# [EXERCISE OBJECTIVE]
State how many lines in the entries below contain the string "white", with case counting, and give only that number.

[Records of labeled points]
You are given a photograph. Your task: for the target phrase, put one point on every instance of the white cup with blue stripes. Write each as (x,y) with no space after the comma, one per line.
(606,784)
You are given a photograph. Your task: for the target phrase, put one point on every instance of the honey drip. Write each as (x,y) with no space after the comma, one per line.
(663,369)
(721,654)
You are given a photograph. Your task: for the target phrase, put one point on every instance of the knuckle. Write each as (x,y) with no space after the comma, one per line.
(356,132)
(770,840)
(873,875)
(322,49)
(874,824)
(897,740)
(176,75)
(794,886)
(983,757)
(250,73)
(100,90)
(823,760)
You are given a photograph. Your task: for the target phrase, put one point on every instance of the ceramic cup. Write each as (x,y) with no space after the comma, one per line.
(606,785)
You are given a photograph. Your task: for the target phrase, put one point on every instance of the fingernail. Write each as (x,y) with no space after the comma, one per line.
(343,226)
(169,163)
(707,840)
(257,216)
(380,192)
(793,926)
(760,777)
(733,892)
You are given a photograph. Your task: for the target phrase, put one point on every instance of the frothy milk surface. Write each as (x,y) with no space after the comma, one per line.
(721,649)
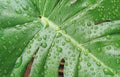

# [RESULT OF THIS TASK]
1